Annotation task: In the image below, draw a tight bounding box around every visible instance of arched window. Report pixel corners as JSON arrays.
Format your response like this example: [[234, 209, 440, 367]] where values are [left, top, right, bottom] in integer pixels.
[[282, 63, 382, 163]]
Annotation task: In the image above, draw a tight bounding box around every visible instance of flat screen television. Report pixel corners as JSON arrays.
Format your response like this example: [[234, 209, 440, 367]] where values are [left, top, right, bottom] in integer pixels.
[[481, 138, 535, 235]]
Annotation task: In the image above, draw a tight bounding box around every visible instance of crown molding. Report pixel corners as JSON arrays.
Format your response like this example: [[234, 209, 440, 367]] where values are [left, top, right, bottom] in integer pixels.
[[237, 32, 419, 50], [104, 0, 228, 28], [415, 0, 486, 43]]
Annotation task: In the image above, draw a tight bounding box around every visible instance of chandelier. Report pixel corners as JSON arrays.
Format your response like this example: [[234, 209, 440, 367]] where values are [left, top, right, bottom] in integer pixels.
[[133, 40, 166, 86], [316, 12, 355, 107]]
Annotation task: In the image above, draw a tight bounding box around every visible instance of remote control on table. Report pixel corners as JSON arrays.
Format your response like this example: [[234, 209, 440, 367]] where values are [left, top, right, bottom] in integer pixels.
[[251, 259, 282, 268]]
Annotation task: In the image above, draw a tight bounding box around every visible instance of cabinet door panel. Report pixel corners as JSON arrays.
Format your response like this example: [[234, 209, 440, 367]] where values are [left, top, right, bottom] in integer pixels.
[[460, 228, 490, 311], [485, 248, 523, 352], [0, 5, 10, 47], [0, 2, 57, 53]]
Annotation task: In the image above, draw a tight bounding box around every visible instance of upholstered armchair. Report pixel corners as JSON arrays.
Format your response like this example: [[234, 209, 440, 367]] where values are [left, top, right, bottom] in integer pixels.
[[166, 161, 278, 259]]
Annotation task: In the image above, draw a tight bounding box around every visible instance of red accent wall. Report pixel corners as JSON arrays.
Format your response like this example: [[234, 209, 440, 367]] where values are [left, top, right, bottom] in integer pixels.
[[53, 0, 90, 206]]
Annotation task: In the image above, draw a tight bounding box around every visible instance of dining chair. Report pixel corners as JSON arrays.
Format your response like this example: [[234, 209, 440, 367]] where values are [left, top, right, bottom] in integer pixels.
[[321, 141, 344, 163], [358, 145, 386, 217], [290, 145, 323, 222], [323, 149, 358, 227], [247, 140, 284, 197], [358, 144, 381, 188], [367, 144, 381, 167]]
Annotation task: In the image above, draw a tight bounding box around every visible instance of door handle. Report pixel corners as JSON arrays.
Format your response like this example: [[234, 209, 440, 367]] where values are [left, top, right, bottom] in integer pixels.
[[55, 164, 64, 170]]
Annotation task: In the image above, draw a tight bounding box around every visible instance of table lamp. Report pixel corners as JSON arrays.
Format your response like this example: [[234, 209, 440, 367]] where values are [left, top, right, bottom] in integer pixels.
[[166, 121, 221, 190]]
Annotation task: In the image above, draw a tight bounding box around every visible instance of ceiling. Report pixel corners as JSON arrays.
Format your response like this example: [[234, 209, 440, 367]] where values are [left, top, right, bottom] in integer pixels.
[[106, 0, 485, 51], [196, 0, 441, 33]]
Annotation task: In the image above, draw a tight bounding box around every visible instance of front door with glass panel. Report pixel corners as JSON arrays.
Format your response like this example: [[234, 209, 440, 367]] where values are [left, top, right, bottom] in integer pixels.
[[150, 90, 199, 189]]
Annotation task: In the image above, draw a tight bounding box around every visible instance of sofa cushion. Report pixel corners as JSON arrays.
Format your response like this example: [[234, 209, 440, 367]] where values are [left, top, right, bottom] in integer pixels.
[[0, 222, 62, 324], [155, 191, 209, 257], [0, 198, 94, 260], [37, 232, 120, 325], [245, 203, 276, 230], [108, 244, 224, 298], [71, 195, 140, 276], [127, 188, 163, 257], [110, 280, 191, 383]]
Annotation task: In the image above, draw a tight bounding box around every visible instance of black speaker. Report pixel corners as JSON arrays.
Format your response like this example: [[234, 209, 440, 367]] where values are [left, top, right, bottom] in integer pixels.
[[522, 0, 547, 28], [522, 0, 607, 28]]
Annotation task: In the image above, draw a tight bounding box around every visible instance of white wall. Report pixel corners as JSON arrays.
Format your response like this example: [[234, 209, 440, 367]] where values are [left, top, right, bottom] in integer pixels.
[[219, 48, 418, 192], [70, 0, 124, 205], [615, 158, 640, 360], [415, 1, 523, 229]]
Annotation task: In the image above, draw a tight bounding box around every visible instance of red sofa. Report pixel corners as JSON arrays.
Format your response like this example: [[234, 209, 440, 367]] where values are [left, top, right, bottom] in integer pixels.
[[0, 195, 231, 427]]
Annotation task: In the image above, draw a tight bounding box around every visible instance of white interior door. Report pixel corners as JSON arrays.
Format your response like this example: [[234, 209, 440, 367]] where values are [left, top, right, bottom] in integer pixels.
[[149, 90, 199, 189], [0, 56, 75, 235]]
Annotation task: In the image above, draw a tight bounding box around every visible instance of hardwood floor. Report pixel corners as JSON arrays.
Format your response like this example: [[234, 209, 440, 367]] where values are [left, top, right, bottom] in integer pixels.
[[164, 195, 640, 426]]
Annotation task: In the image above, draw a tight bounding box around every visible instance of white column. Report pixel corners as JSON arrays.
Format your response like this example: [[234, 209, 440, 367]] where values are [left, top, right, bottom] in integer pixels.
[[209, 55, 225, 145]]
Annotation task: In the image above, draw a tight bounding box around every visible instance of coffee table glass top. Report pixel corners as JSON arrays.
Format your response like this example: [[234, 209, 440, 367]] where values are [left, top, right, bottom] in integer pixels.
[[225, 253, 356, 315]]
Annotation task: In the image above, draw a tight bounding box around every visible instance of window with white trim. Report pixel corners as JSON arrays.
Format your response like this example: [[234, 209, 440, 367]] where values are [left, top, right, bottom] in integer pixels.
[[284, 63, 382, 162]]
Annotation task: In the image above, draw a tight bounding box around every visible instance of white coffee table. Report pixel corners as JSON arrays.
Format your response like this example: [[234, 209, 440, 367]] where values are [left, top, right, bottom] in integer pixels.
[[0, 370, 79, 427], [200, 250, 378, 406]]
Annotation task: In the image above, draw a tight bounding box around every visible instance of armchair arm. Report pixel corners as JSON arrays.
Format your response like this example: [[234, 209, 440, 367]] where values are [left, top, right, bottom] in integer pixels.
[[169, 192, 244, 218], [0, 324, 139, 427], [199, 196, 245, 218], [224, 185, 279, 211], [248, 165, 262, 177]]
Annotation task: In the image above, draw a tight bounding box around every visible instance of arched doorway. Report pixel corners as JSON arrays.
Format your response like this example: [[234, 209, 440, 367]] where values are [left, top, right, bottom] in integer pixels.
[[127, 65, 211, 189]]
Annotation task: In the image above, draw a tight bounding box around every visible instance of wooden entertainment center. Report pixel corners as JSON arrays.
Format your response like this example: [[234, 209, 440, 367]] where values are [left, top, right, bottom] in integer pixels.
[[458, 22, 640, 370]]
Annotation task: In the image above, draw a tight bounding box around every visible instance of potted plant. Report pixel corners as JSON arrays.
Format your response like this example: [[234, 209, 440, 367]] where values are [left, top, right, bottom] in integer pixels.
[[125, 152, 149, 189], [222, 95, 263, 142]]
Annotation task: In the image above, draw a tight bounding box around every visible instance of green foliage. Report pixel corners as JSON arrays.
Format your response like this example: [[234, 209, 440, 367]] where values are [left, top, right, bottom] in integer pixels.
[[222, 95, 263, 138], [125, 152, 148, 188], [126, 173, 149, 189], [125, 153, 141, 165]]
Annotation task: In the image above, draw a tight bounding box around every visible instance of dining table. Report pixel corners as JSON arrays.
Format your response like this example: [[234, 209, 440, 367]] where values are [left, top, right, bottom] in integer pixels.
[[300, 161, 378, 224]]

....

→ **Task brief**
Output only an exact transcription of the lines above from the one with "coffee table. Report pixel corners as JSON arrays." up to and including the one with "arm. Report pixel corners as JSON arrays.".

→ **Exercise response**
Annotation task: In the image above, draw a tight bounding box around every visible instance of white coffee table. Report pixel corners as JSON arrays.
Format your response like this example: [[234, 209, 440, 367]] where values are [left, top, right, bottom] in integer pixels.
[[0, 370, 79, 427], [200, 250, 378, 406]]
Annotation task: In the image above, draw a tight bounding box around every visible instance of armchair arm. Report pixel corners as JSON arrays.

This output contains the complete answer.